┌─ TEXT BLOCK

Quick Links

EntityEngine: Entity-Centric Querying and Exploration of Web Data

Overview

    The objective of this project is to produce general methods for expressive and efficient support of structured query and exploration of the entity-centric Web. The continuous evolution of the Web has made itself the primary knowledge source for many people. It has become an information repository full of entities (material or virtual) and descriptions of their properties and relationships. This repository presents great potential for enabling advanced information systems and applications to meet users’ information needs on Web data. In discovering and exploring the entities that fascinate them, users are in need of structured querying and exploration facilities that explicitly deal with the entities, their properties, and relationships. That is, we need to take an entity-centric structure-focused view, apart from the page-centric text-focused view of generic Web pages. Entity-rich Web data is different from both database tables and unstructured text. The lack of predefined schemata and controlled vocabulary significantly limits the applicability of current information extraction-based approaches.

└─

- _TASKS TO COMPLETE_:
1. Answer these questions about the EntityEngine overview:
(a) What is the stated objective of the project?
(b) Entity-rich Web data is said to be different from which two things?
(c) What significantly limits the applicability of current information extraction-based approaches?
2. Write the next part of the EntityEngine overview, picking up after its final sentence.

┌─ EXCERPTED DATA

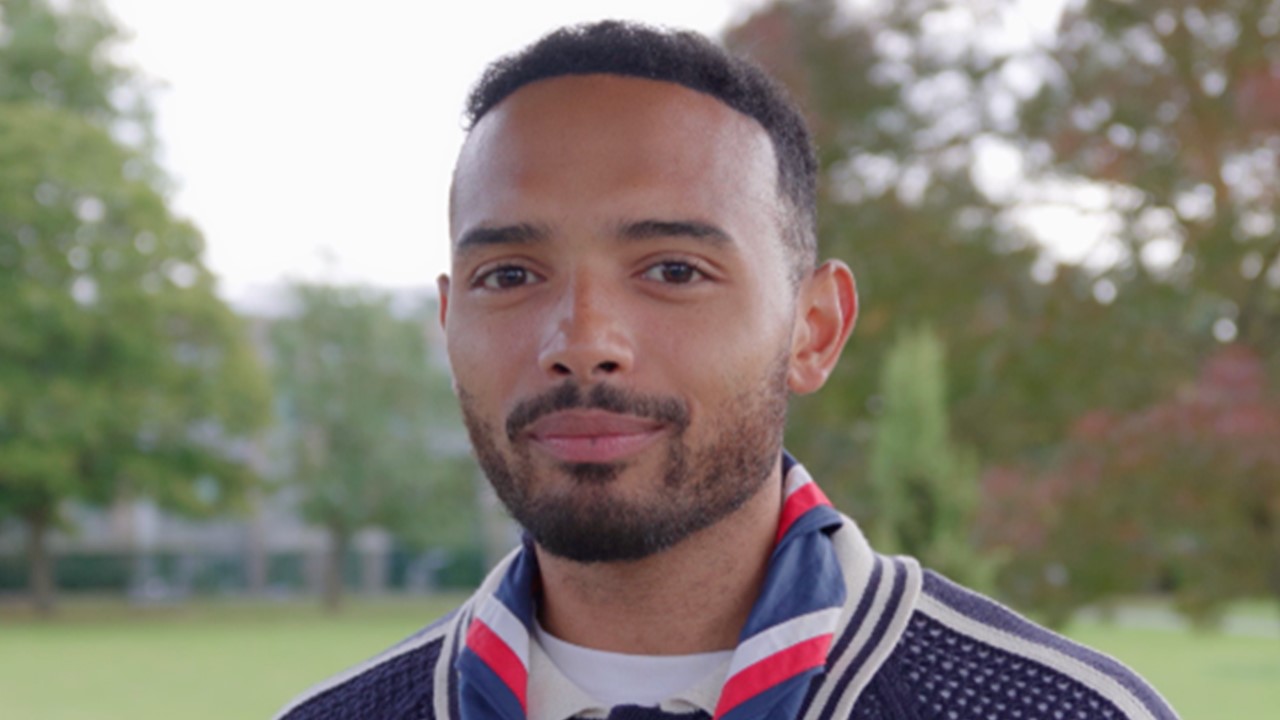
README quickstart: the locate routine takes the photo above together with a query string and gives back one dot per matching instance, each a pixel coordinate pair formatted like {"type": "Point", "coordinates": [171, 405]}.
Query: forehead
{"type": "Point", "coordinates": [627, 136]}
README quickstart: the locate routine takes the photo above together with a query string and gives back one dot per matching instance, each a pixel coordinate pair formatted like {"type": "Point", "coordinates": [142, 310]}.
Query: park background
{"type": "Point", "coordinates": [229, 456]}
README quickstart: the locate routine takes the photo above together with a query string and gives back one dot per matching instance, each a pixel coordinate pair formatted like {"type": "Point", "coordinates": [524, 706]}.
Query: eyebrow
{"type": "Point", "coordinates": [652, 229]}
{"type": "Point", "coordinates": [522, 233]}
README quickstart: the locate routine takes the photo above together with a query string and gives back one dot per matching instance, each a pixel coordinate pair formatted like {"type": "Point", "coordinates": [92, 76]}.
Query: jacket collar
{"type": "Point", "coordinates": [784, 645]}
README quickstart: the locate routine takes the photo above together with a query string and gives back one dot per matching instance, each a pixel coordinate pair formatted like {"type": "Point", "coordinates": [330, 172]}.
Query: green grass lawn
{"type": "Point", "coordinates": [105, 661]}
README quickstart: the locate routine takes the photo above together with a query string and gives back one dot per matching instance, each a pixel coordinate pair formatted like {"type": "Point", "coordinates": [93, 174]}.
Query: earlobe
{"type": "Point", "coordinates": [442, 286]}
{"type": "Point", "coordinates": [826, 314]}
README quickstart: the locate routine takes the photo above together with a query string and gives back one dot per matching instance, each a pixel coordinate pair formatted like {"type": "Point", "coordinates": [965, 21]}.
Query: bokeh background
{"type": "Point", "coordinates": [229, 458]}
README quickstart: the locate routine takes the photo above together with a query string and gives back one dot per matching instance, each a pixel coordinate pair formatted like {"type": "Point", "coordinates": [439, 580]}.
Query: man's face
{"type": "Point", "coordinates": [620, 318]}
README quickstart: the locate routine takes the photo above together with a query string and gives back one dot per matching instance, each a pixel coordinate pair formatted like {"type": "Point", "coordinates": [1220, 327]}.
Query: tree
{"type": "Point", "coordinates": [1173, 109]}
{"type": "Point", "coordinates": [120, 370]}
{"type": "Point", "coordinates": [369, 422]}
{"type": "Point", "coordinates": [1182, 496]}
{"type": "Point", "coordinates": [924, 488]}
{"type": "Point", "coordinates": [899, 115]}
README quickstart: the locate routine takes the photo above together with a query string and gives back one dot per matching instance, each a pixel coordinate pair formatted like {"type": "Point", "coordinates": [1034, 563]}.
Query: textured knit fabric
{"type": "Point", "coordinates": [905, 645]}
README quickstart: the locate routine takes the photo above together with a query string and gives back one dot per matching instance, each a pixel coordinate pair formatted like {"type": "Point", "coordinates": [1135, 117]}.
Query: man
{"type": "Point", "coordinates": [632, 297]}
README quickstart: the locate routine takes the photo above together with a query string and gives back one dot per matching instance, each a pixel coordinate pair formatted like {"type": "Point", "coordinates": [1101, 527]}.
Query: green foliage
{"type": "Point", "coordinates": [120, 370]}
{"type": "Point", "coordinates": [924, 487]}
{"type": "Point", "coordinates": [369, 420]}
{"type": "Point", "coordinates": [1160, 118]}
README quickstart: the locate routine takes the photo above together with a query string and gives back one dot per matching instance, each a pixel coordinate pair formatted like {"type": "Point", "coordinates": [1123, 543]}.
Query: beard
{"type": "Point", "coordinates": [588, 522]}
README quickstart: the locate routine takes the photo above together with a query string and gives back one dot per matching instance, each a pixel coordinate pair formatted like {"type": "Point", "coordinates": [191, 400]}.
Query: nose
{"type": "Point", "coordinates": [586, 336]}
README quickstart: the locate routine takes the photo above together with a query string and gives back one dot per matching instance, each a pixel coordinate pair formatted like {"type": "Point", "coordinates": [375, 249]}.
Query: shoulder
{"type": "Point", "coordinates": [973, 657]}
{"type": "Point", "coordinates": [385, 686]}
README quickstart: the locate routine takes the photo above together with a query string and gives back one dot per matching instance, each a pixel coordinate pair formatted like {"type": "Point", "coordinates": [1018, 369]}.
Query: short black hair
{"type": "Point", "coordinates": [682, 58]}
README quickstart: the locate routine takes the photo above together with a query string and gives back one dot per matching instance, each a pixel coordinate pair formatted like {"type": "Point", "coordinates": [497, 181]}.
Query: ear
{"type": "Point", "coordinates": [442, 286]}
{"type": "Point", "coordinates": [826, 311]}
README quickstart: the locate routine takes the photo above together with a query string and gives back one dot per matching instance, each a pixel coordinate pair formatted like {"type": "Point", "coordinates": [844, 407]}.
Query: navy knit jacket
{"type": "Point", "coordinates": [908, 645]}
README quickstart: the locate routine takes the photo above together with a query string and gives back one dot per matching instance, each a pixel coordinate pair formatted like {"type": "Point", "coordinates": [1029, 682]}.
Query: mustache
{"type": "Point", "coordinates": [570, 396]}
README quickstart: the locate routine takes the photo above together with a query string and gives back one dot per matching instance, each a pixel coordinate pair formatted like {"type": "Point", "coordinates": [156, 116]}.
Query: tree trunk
{"type": "Point", "coordinates": [337, 554]}
{"type": "Point", "coordinates": [40, 563]}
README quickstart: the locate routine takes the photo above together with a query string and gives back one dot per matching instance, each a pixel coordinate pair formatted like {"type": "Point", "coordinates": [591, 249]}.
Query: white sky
{"type": "Point", "coordinates": [314, 139]}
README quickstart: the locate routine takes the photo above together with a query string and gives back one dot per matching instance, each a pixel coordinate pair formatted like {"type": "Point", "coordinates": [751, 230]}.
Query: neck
{"type": "Point", "coordinates": [693, 597]}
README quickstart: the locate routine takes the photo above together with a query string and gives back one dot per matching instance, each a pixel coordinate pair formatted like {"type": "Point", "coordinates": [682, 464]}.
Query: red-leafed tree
{"type": "Point", "coordinates": [1183, 496]}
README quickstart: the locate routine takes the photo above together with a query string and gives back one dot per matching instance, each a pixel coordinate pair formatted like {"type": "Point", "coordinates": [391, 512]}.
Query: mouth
{"type": "Point", "coordinates": [593, 436]}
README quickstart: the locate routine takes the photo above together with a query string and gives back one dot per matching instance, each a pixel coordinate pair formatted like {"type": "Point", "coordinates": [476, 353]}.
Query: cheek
{"type": "Point", "coordinates": [487, 359]}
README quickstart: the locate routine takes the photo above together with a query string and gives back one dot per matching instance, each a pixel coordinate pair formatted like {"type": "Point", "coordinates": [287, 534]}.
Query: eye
{"type": "Point", "coordinates": [506, 277]}
{"type": "Point", "coordinates": [673, 272]}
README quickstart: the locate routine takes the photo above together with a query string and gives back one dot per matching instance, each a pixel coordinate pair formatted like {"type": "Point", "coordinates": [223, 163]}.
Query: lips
{"type": "Point", "coordinates": [593, 436]}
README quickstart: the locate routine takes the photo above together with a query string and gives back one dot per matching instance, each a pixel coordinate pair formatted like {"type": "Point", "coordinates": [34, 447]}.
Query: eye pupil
{"type": "Point", "coordinates": [677, 272]}
{"type": "Point", "coordinates": [508, 277]}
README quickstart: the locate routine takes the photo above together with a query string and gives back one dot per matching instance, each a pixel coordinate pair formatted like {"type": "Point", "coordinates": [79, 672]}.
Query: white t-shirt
{"type": "Point", "coordinates": [567, 679]}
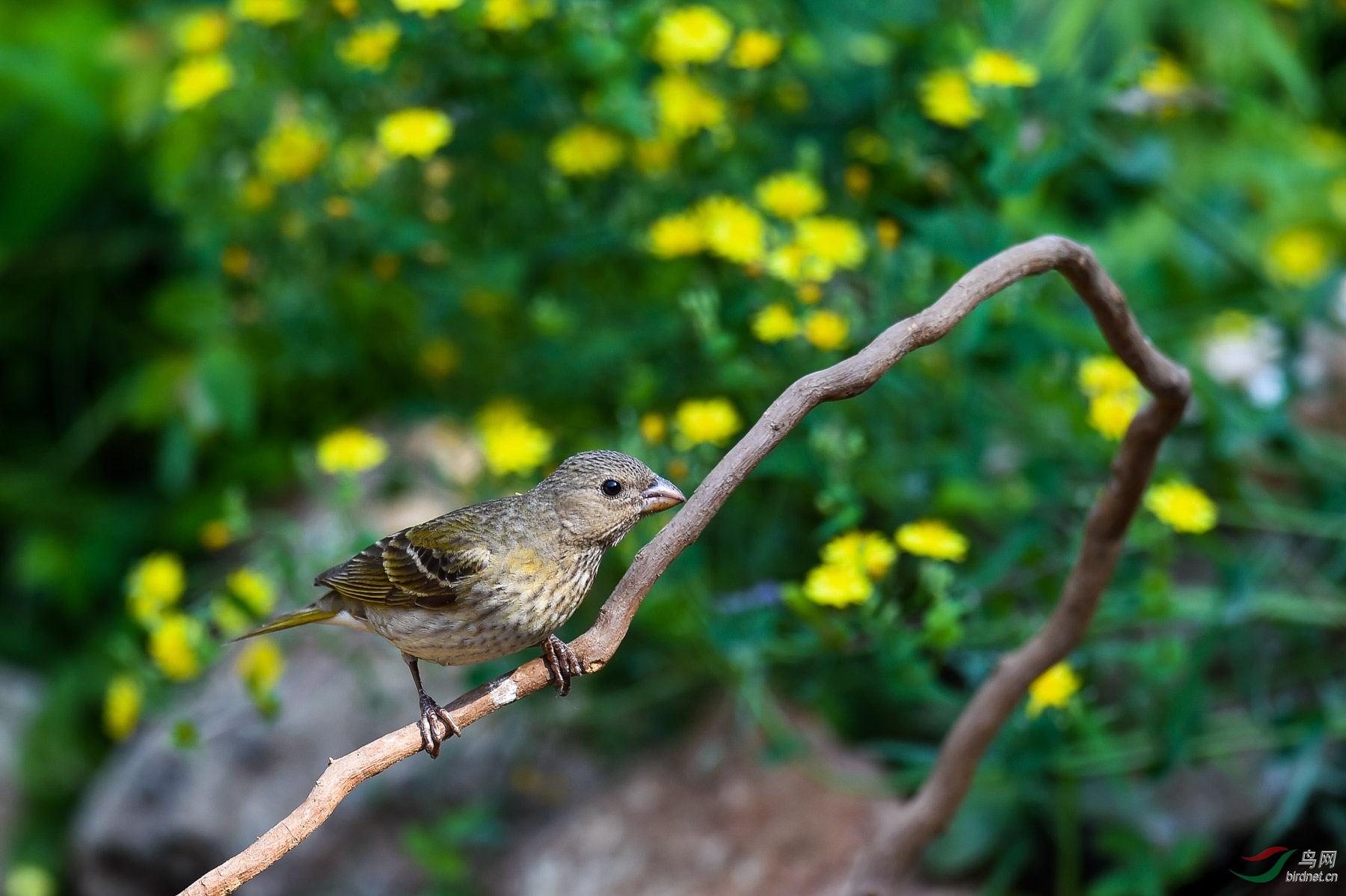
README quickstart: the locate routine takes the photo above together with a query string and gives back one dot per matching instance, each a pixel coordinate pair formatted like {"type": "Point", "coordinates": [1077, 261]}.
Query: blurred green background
{"type": "Point", "coordinates": [224, 239]}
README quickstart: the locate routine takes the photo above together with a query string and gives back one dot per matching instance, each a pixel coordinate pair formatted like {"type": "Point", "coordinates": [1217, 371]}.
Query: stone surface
{"type": "Point", "coordinates": [707, 820]}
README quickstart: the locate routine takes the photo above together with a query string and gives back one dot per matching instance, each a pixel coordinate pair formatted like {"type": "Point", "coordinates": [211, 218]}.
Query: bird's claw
{"type": "Point", "coordinates": [435, 725]}
{"type": "Point", "coordinates": [562, 663]}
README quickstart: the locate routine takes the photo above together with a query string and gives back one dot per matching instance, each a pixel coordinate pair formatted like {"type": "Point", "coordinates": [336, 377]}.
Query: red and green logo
{"type": "Point", "coordinates": [1267, 853]}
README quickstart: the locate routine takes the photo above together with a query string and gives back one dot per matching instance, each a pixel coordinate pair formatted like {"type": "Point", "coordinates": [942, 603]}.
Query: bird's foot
{"type": "Point", "coordinates": [562, 663]}
{"type": "Point", "coordinates": [437, 725]}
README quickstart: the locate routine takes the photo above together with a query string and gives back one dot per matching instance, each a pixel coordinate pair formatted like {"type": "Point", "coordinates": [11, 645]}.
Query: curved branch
{"type": "Point", "coordinates": [948, 783]}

└─

- _TASK RESPONSES_:
1.
(a) To produce general methods for expressive and efficient support of structured query and exploration of the entity-centric Web.
(b) Database tables and unstructured text.
(c) The lack of predefined schemata and controlled vocabulary.

2.
    We have developed two prototype systems---ERQ and Facetedpedia.

    • ERQ: Entity-Relationship Query: We propose a structured query mechanism, entity-relationship query, for searching entities in the Wikipedia corpus by their properties and interrelationships. An entity-relationship query consists of multiple predicates on desired entities. The semantics of each predicate is specified with keywords. Entity-relationship query searches entities directly over text instead of pre-extracted structured data stores. This characteristic brings two benefits: (1) Query semantics can be intuitively expressed by keywords; (2) It only requires rudimentary entity annotation, which is simpler than explicitly extracting and reasoning about complex semantic information before query-time. We present a ranking framework for general entity-relationship queries and a position-based Bounded Cumulative Model (BCM) for accurate ranking of query answers. We also explore various weighting schemes for further improving the accuracy of BCM. We test our ideas on a 2008 version of Wikipedia using a collection of 45 queries pooled from INEX entity ranking track and our own crafted queries. Experiments show that the ranking and weighting schemes are both effective, particularly on multi-predicate queries.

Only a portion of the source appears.